WORK TO COMPLETE.
Output the listing exactly, leaving nothing out.

++++++

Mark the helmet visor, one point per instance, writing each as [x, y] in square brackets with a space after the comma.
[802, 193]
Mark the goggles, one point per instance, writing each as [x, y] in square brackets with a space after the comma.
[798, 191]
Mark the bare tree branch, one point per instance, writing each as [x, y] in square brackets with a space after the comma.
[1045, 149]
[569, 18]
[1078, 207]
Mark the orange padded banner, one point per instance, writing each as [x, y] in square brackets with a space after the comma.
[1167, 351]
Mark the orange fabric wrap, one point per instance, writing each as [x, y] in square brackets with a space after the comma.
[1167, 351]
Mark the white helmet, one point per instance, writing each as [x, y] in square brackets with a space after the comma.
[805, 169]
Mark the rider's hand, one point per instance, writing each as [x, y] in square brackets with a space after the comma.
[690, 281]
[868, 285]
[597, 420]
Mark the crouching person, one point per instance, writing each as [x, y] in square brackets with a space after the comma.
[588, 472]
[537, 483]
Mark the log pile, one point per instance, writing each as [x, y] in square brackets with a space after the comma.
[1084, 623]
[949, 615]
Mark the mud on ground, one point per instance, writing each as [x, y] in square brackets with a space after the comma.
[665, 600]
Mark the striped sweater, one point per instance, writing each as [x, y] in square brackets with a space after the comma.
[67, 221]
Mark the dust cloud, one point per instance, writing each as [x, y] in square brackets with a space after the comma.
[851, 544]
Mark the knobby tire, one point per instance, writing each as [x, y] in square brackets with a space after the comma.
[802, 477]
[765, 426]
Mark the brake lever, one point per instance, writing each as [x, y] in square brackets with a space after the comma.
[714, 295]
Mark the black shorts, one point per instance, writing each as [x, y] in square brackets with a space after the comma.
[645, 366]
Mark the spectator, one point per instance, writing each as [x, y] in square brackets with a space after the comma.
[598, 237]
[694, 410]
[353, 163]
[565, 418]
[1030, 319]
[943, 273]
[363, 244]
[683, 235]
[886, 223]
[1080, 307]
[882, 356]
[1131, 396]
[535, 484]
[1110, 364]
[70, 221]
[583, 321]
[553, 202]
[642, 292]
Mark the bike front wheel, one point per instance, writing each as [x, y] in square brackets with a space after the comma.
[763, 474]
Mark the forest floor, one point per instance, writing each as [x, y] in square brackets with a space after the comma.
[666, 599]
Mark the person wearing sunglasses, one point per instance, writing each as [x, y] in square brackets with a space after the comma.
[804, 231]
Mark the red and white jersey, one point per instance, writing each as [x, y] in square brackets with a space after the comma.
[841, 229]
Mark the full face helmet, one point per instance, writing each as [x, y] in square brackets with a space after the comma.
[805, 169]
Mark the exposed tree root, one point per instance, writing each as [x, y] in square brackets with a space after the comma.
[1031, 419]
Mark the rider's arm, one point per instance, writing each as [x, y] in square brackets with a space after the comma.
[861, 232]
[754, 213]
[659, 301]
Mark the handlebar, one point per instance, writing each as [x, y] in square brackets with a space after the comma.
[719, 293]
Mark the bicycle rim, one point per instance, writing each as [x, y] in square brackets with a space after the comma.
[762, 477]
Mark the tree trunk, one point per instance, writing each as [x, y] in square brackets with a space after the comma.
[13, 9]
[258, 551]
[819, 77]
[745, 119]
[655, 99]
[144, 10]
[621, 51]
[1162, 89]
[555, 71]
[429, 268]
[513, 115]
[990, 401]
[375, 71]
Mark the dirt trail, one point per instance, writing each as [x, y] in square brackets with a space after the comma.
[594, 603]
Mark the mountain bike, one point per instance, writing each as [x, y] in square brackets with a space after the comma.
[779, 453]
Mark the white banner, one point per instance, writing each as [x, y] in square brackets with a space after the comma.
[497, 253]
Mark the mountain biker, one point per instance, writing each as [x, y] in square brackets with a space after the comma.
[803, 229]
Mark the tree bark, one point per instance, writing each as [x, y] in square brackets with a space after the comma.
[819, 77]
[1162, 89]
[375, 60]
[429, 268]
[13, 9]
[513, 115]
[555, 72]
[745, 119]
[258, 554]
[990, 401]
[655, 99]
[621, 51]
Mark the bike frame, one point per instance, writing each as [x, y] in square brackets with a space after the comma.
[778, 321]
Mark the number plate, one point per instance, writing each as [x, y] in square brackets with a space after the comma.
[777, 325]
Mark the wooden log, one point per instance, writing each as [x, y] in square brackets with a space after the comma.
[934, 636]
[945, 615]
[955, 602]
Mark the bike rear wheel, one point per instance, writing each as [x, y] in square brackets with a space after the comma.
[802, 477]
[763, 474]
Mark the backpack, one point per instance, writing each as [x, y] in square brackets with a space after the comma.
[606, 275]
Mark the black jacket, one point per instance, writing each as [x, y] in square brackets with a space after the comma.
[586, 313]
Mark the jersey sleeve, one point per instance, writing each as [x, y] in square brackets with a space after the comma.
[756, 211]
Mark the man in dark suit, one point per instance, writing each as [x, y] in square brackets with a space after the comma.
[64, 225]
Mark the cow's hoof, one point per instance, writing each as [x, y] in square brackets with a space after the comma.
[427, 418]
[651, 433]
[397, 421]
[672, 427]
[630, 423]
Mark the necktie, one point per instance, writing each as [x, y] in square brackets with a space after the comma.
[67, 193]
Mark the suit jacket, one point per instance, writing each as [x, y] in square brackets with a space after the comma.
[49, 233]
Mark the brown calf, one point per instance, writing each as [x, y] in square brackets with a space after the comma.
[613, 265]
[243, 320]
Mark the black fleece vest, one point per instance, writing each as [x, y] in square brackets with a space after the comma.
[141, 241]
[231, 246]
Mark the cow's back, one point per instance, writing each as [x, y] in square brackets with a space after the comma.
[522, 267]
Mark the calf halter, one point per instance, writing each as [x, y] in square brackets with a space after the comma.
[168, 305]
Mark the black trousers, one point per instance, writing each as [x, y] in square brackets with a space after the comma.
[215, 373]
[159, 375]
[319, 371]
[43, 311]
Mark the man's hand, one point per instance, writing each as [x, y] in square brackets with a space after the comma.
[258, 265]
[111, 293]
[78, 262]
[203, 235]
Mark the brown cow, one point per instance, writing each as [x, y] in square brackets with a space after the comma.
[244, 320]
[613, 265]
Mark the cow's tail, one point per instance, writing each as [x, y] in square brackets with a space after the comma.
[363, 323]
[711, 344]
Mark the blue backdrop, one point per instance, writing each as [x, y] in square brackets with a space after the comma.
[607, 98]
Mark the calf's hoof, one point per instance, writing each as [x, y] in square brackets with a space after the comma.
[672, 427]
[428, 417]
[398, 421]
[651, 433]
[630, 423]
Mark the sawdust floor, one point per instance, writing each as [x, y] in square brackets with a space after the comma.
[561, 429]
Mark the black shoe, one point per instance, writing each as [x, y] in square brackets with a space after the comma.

++++++

YOUR RESPONSE.
Mark the helmet visor, one point per instance, writing each as [x, y] in square brackets with a space after the comma.
[802, 193]
Mark the goggles, one point per instance, writing each as [x, y] in square brackets with a space after the comma.
[798, 191]
Mark the bare tree branch, one point per instance, writing each as [x, y] in square brackets with a space after the comma.
[1045, 149]
[569, 18]
[1078, 207]
Mark the orange padded banner, one point per instance, writing each as [x, y] in square brackets with a space after the comma.
[1167, 351]
Mark the orange fabric wrap, one point per instance, writing each as [x, y] in square brackets with a space after the comma.
[1167, 351]
Mark the white helmet, one point per instance, writing each as [x, y] in square brackets with a space after the comma.
[805, 169]
Mark the rider's hand, one point per instance, writing each as [x, y] in square brackets with a space after the comma.
[690, 281]
[868, 285]
[597, 420]
Mark the crouching person, one point per instance, writing each as [x, y] in square brackets with a space after the comma.
[588, 472]
[537, 483]
Mark the log pile, one point per instance, writing each as [x, y] in square brackets with a space after the comma.
[1084, 623]
[949, 615]
Mark the mud on ground, one point per instance, writing each as [x, y] in square brackets with a space after the comma.
[665, 600]
Mark the striped sweater, one point per instance, writing each as [x, y] in square brackets with a space after the comma.
[67, 221]
Mark the dust cloud, one point per instance, writing each as [x, y] in square brackets with a space after the comma.
[851, 544]
Mark the knobby tire, one point per instance, writing each as [x, y] in square brackets with a space after the comma.
[802, 477]
[765, 426]
Mark the brake lever, one point per instance, writing each as [x, y] in square brackets with a space after the comma.
[714, 295]
Mark the black shorts, one point per instance, writing each as [x, y] in square brackets with a space after the comma.
[645, 366]
Mark the spectator, one point per instance, writing each as [x, y] in square brackets with a space after the comma.
[598, 237]
[694, 410]
[353, 163]
[565, 418]
[1030, 319]
[943, 273]
[363, 244]
[683, 235]
[886, 223]
[1080, 307]
[882, 356]
[1131, 396]
[535, 484]
[1110, 364]
[70, 221]
[583, 321]
[553, 202]
[642, 292]
Mark the bike front wheel, one point per instance, writing each as [x, y] in square brackets with a space after the comma.
[763, 474]
Mark the forest floor, one point per instance, writing each as [x, y] in square brackets with a space after the comma.
[666, 599]
Mark the person wearing sunglasses, one point per instance, writing each as [x, y] in square brackets with a space after the comma.
[804, 231]
Mark the red and white jersey, one point per instance, writing each as [x, y] in square brackets with a space after the comma.
[841, 229]
Mark the full face helmet, one point per instance, writing each as [x, y] in square brackets with a space after the comma.
[805, 169]
Mark the exposed tree root, one point per instance, writing each as [x, y] in square brackets with a space after the comma.
[1031, 419]
Mark the rider's arm, one point per instance, writing each as [x, y] in square brackets with a space after the comma.
[861, 232]
[754, 213]
[659, 301]
Mark the handlebar, one point per instance, writing each as [x, y] in square brackets with a space after the comma.
[719, 293]
Mark the bicycle rim, one point per instance, writing each as [x, y] in square brackets with a space after the comma.
[762, 477]
Mark the tree trunk, one point per instance, writing each as [x, y] in square brackets with a space after the comma.
[13, 9]
[258, 551]
[819, 77]
[745, 119]
[655, 99]
[144, 10]
[621, 51]
[1162, 89]
[555, 71]
[429, 268]
[513, 115]
[990, 401]
[375, 71]
Mark the dirt trail, one point per instance, writing each as [x, y] in square brackets with a space after the comma.
[594, 603]
Mark the mountain bike, one point per instance, writing each as [x, y] in square brackets with a space after the comma.
[779, 453]
Mark the white banner, one point per instance, writing each as [x, y] in square brackets with a space after the comma.
[497, 253]
Mark the mountain biker, one point per instance, writing each as [x, y] in square brackets with a space after the comma.
[803, 229]
Mark the tree bark, one point per instance, writing each as [x, y] in square brackets with a space after the comma.
[819, 77]
[1162, 89]
[375, 60]
[429, 268]
[13, 9]
[513, 115]
[555, 72]
[745, 119]
[258, 554]
[990, 401]
[655, 99]
[621, 51]
Mark the bike frame, one point per instance, writing each as [x, y] in square brackets with a space after the comma.
[778, 321]
Mark the number plate, one point per instance, writing each as [x, y] in square brackets with a space after the comma.
[777, 325]
Mark the wooden log, one point per instance, writing each as [x, y] in square brackets with a space after the comma.
[934, 636]
[945, 615]
[955, 602]
Mark the bike rear wheel, one point per instance, writing each as [x, y] in square brackets with a space after the comma.
[802, 477]
[763, 474]
Mark the backpack, one point per instance, writing each as [x, y] in square brackets with a space after the comma.
[606, 275]
Mark the black jacket, one point per instance, writing each as [x, y] in square brackets with a space after the comma.
[586, 313]
Mark the jersey sleeve, one point per instance, writing each as [x, y] in square brackets with a space after the comma.
[756, 211]
Mark the man in dark suit, one point per instance, writing each as [x, y] in square brackets with a space after the comma.
[64, 225]
Mark the cow's hoof, one point per instance, writing each as [x, y] in square brackets with a space after the comma.
[427, 418]
[651, 433]
[397, 421]
[672, 427]
[630, 423]
Mark the necktie, one point per instance, writing each as [x, y] in square brackets with a space after the comma.
[67, 193]
Mark the suit jacket, one point per instance, writing each as [x, y] in square brackets with a space after the comma.
[49, 233]
Mark the brown calf, one point per instance, writing each as [x, y] in square brackets with a space after the comma.
[613, 265]
[243, 320]
Mark the black fleece vest, one point per instance, writing each as [x, y] in square brackets with a space after the comma.
[141, 241]
[231, 246]
Mark the cow's back, one point per instance, writing each as [x, y] in square brackets with a space after the comma.
[522, 267]
Mark the calf halter, one point per instance, writing each as [x, y] in square brackets with a space after the comma.
[168, 305]
Mark the black trousers, one point per instance, writing each as [x, y] in square brackets with a space after the comma.
[215, 373]
[159, 375]
[319, 371]
[43, 311]
Mark the man's hand, one point per instance, writing each as [x, y] in square brackets with a space after the comma.
[258, 265]
[111, 293]
[78, 262]
[203, 235]
Mark the brown cow, one point per instance, writing each as [x, y] in square brackets with a space after the comma.
[244, 320]
[613, 265]
Mark the cow's tail, one point per instance, writing each as [x, y] in square brackets with a space after the comma.
[363, 323]
[711, 344]
Mark the blue backdrop, one point per instance, writing each as [x, y] in square brackets with a space after the comma.
[607, 98]
Mark the calf's hoof, one point per instance, writing each as [x, y] in square brackets with a space after the comma.
[672, 427]
[428, 417]
[398, 421]
[651, 433]
[630, 423]
Mark the sawdust floor, one point per instance, writing each as [x, y] in square brackets with a space after the comma.
[561, 429]
Mark the black shoe, one point per instance, writing each as [x, y] in square brackets with a space after the comma.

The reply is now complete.